[OBJECTIVE]: Recast the records below as a Markdown table with the columns Row and Record Line, giving each non-blank line its own numbered row. Leave the pictures out of the table.

[THE DATA]:
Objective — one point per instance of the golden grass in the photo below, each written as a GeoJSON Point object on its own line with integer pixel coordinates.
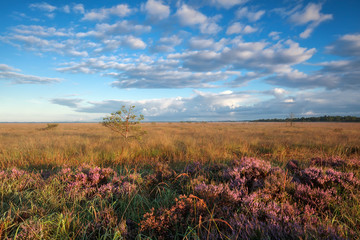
{"type": "Point", "coordinates": [24, 145]}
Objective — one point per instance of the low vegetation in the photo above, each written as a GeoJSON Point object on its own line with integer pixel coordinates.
{"type": "Point", "coordinates": [181, 181]}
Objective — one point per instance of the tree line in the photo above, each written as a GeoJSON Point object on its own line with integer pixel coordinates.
{"type": "Point", "coordinates": [324, 118]}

[EXERCISE RESPONSE]:
| Row | Record Line |
|---|---|
| 1 | Objective — one point per instance of the golden grass in the photo below, each written as a GeoJSON Point object on its own line with integer pixel coordinates. |
| 2 | {"type": "Point", "coordinates": [24, 145]} |
| 3 | Objective — one point per instance of the low vegetation in the photo above, each written as a GeoJSON Point object on its own line with integer pixel coordinates. |
| 4 | {"type": "Point", "coordinates": [181, 181]} |
| 5 | Objective — one point per instance of the tree line in the photo above, each written as a GeoJSON Point object on its own line with integer pixel coordinates. |
| 6 | {"type": "Point", "coordinates": [324, 118]} |